* [Task to carry out]: Can you write the next part of the Spark-on-SLURM post, picking up after its last line?

* [Document extract]:
▽
Skip to main content

HPC: Run Spark Clusters on SLURM – Reproducible Setup with Pixi and sparkhpc

· 7 min read
Thanh-Giang Tan Nguyen
Founder at G Labs

Running distributed Spark workloads on HPC clusters is a common task in bioinformatics and data science. However, integrating Spark with SLURM—the dominant HPC job scheduler—requires careful orchestration: you need to allocate compute resources via SLURM, start a Spark master, coordinate worker processes, and ensure all dependencies (Java, PySpark, Python) are available. This post shows how to set up reproducible Spark clusters on SLURM using Pixi for environment management and sparkhpc for cluster orchestration, based on the gkit Spark-on-SLURM implementation.

1. The Challenge: Spark + SLURM Integration

1.1. Why Spark on SLURM?

On most HPC clusters, SLURM controls resource allocation and job execution. If you want to run Spark:

  • You can't just launch Spark master and worker processes directly—SLURM must allocate the resources first
  • Dependencies (Java, PySpark, Python) must be available and consistent across all compute nodes
  • The Spark driver needs to discover and connect to the master and worker nodes
  • If jobs fail or time out, you need deterministic cleanup and logging

1.2. The Traditional Approach (Manual and Fragile)

Without a proper orchestration layer, developers often do this:

# Manually request resources
salloc -N 2 -c 4 --time=00:30:00

# SSH to first node, start Spark master manually
ssh node1
SPARK_HOME=/opt/spark ./bin/spark-class org.apache.spark.deploy.master.Master

# SSH to second node, start worker manually
ssh node2
SPARK_HOME=/opt/spark ./bin/spark-class org.apache.spark.deploy.worker.Worker \
spark://node1:7077 --cores 4

# Run your driver script
python my_analysis.py

# Manual cleanup
# Kill processes if they're still running...

Problems:

  • Error-prone (easy to forget ports, hostnames, cleanup)
  • Not reproducible (different developers may set it up differently)
△
[Coordinate annotation records]
▽
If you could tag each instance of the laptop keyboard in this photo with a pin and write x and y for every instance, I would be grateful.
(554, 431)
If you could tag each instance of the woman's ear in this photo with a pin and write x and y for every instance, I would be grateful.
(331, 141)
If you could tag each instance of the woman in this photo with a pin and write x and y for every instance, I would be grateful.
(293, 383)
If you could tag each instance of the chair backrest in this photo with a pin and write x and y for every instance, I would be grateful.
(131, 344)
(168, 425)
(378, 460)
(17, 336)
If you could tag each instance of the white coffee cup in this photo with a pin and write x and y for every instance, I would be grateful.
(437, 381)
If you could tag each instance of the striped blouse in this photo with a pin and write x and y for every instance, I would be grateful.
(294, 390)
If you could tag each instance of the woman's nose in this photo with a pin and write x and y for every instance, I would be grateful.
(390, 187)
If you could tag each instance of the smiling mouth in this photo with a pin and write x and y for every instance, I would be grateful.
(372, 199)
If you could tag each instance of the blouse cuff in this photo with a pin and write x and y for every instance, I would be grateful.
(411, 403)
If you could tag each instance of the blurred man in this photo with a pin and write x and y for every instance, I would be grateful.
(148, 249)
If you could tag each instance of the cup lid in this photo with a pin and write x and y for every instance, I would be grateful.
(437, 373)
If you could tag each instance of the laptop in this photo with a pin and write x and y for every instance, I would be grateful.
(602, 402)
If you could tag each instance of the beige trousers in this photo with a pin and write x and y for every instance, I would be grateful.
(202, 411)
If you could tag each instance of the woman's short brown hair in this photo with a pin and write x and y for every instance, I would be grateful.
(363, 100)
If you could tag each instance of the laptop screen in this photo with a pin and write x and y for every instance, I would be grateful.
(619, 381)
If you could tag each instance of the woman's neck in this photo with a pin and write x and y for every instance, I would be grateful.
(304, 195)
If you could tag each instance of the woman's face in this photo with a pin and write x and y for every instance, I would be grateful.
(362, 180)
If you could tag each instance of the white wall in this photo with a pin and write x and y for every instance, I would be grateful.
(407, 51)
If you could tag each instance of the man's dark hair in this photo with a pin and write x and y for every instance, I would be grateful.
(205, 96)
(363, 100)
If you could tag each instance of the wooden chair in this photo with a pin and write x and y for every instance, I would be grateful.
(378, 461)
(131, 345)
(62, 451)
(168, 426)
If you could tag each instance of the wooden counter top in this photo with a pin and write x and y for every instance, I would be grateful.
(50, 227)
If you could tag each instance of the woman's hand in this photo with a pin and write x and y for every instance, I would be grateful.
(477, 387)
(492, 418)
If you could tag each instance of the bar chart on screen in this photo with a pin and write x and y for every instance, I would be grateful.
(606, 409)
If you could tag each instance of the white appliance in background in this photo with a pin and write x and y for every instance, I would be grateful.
△
* [Exercise response]:
  • Dependencies scattered across system paths or manual installations
  • Difficult to integrate into automated pipelines

1.3. The Better Approach: Pixi + sparkhpc

# Single command sets everything up with reproducible dependencies
make setup

# Single command runs the entire workflow
make example

Behind the scenes:

  • Pixi creates an isolated environment with Python, Java, and PySpark pinned to specific versions
  • sparkhpc submits a SLURM batch job that orchestrates Spark startup
  • A Python driver connects, runs computations, and cleans up automatically

2. Understanding the Architecture

2.1. The Component Stack

┌─────────────────────────────────────────────┐
│ User Machine (submit dir) │
│ ┌───────────────────────────────────────┐ │
│ │ Python Driver (run_example.py) │ │
│ └───────────────────────────────────────┘ │
└─────────────────────────────────────────────┘
↓ (sparkhpc.submit())
┌─────────────────────────────────────────────┐
│ SLURM Controller │
│ (sbatch sparkjob.slurm.template) │
└─────────────────────────────────────────────┘
↓ (srun)
┌─────────────────────────────────────────────┐
│ Spark Master (Node 1) │
│ Spark Workers (Nodes 1-N via srun) │
│ │
│ Environment: Python, Java, PySpark │
│ (from Pixi) │
└─────────────────────────────────────────────┘

2.2. Key Files in the gkit Spark-on-SLURM Setup

spark-on-slurm/
├── pixi.toml # Environment definition
├── Makefile # User entry points
├── sparkhpc/
│ ├── run_example.py # End-to-end workflow
│ ├── sparkhpc/
│ │ ├── sparkjob.py # Base Spark job class
│ │ ├── slurmsparkjob.py # SLURM-specific implementation
│ │ └── templates/
│ │ └── sparkjob.slurm.template # SLURM batch script template
│ └── scripts/
└── sparkhpc.log # Cluster logs

3. Reproducibility with Pixi

3.1. What is Pixi?

Pixi is a cross-platform package manager that creates reproducible environments. Unlike venv or conda, Pixi locks all transitive dependencies, ensuring identical setups across machines.

3.2. The pixi.toml Configuration

[workspace]
authors = ["nttg8100 <nttg8100@gmail>"]
channels = ["conda-forge", "bioconda"]
name = "spark-on-slurm"
platforms = ["linux-64"]
version = "0.1.0"

[tasks]
sparkhpc-example = "python sparkhpc/run_example.py"

[dependencies]
python = "3.11.*"
openjdk = "==17.0.18"
pyspark = ">=4.1.1,<5"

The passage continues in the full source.